Image point grounding data
<<<<

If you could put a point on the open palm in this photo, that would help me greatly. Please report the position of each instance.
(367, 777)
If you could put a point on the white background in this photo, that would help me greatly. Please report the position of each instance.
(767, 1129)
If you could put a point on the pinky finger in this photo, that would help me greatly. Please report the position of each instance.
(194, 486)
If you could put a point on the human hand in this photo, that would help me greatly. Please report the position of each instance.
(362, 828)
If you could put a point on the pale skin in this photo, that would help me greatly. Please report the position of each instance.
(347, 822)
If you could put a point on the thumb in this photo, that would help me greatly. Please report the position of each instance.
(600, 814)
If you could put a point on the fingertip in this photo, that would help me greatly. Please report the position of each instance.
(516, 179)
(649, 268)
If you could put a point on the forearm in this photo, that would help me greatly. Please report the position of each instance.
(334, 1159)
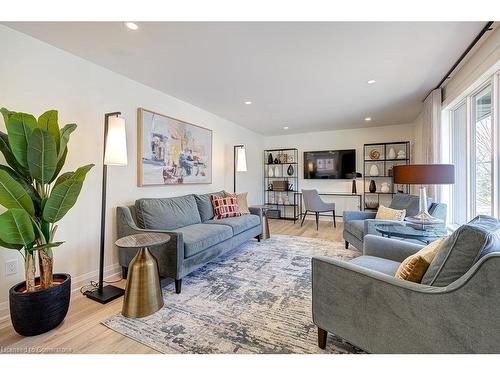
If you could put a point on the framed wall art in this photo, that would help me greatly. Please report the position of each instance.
(171, 151)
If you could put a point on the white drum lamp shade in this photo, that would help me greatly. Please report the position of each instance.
(241, 164)
(116, 142)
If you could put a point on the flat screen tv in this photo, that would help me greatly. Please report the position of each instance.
(329, 165)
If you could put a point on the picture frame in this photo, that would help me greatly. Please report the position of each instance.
(172, 151)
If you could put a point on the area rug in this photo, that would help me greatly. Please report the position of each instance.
(254, 299)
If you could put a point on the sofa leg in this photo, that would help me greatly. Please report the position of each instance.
(124, 272)
(178, 286)
(322, 336)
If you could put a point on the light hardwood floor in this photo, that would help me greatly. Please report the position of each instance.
(81, 331)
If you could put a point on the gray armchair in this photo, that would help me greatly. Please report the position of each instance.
(364, 304)
(357, 224)
(313, 203)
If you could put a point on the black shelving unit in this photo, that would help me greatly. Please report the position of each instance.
(384, 164)
(285, 204)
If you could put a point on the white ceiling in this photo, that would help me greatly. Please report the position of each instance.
(307, 76)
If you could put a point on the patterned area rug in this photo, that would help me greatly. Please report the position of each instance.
(254, 299)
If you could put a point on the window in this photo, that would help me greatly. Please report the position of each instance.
(472, 131)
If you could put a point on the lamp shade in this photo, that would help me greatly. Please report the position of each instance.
(241, 160)
(116, 142)
(424, 174)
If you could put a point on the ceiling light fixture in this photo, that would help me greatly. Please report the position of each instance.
(131, 26)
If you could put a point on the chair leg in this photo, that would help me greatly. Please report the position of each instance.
(322, 336)
(303, 218)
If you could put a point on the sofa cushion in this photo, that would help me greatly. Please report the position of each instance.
(239, 224)
(462, 249)
(205, 206)
(167, 213)
(387, 266)
(198, 237)
(355, 227)
(407, 202)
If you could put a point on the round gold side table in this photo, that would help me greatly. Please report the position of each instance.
(143, 294)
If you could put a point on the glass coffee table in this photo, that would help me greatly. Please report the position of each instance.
(406, 231)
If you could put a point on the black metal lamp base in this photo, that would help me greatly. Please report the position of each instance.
(108, 294)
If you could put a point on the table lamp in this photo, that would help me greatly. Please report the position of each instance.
(424, 174)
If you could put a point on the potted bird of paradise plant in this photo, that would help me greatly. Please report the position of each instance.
(36, 196)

>>>>

Problem to solve: The data above must be copied exactly. Leave out the pictures.

Result for this exercise:
If you could put a point on the open palm in this photo, that would help me greatly. Please report the position of each instance.
(367, 777)
If you could put a point on the white background in this photo, that would help me greatly. Please report the position of each instance.
(767, 1129)
If you could put a point on the pinky finger in this photo, that would help me greatly. Please report the position of each instance.
(194, 486)
If you could put a point on the human hand in this photo, that would help me greatly. Please report the position of each instance.
(362, 828)
If you could put a point on the pale skin in this photo, that would help me greatly. Please report the position of each instance.
(347, 822)
If you could put a point on the thumb in this photo, that would help me greatly. Please report the position of each instance.
(600, 814)
If you could put a point on the fingertip in this photo, that would help me greatly. Please report the position of each instance.
(516, 179)
(649, 268)
If you could put a point on the forearm in this photo, that would help me greatly. Please report the position of each instance.
(334, 1159)
If you could put a point on the framed wall art in this photo, that would help me greatly. Please report the position of each instance.
(171, 151)
If you could put a point on the white drum lamp shade in this photo, that would help me greatly. Please report the position of each instance.
(241, 164)
(116, 142)
If you could put a point on the flat screen tv in this photo, that would help me greatly. Please report the position of each instance.
(329, 165)
If you could put a point on the picture frame in this photo, that would help me greatly. Please report the position of each instance.
(172, 151)
If you could put a point on the area rug in this photo, that would help me greatly. Please report the position of each instance.
(254, 299)
If you could put a point on the sofa leg in this photo, that would help me greatly. Please report the position of each instance.
(124, 272)
(178, 286)
(322, 336)
If you could put a point on the light hardwood floor in this photo, that would help me greatly. Please report the position of each instance.
(81, 331)
If you could put a point on the gray armchair in this photo, that would help me greatly. Please report the position of each instance.
(364, 304)
(357, 224)
(313, 203)
If you could put a point on the black shelving unit in this photo, that would help me greatly. Please report the position of each instance.
(384, 164)
(285, 204)
If you could put a point on the white ceiling in this photo, that would help me greatly. Please report the position of each instance.
(307, 76)
If you could put a point on the patterned area rug in this photo, that would help me greatly. Please report the position of each instance.
(254, 299)
If you could put a point on the window in this photo, that would help me greatly. Please report the position of each instance.
(472, 131)
If you could put a point on the lamp shade in this photo, that would help me greatly. Please report the position of each instance.
(241, 160)
(116, 142)
(424, 174)
If you could put a point on the ceiling light fixture in this photo, that would help me greatly. Please report the position of each instance.
(131, 26)
If you could put a point on the chair leg in this photo, that would help me greatly. Please report the position of each instance.
(322, 336)
(303, 218)
If you could put a point on the sofa cushion in this photo, that would help me greatly. Please report the position of each instance.
(239, 224)
(462, 249)
(205, 206)
(167, 213)
(387, 266)
(198, 237)
(355, 227)
(407, 202)
If you could put a point on the round gold side table in this photo, that would help me greatly. Please report the position of each instance.
(143, 294)
If you could put a point on the glass coffee table in this photo, that would help me greatly. Please report the position of each instance.
(406, 231)
If you could put a point on the black metal lamp base in this photo, that would help me greatly. Please report the position of each instance.
(108, 294)
If you could put a point on the table lamp in this photo, that would help me greatly. Please report the position of each instance.
(424, 174)
If you could put a point on the potted bird of paradise plant in this photo, that would help me greatly. Please report the position of each instance.
(36, 196)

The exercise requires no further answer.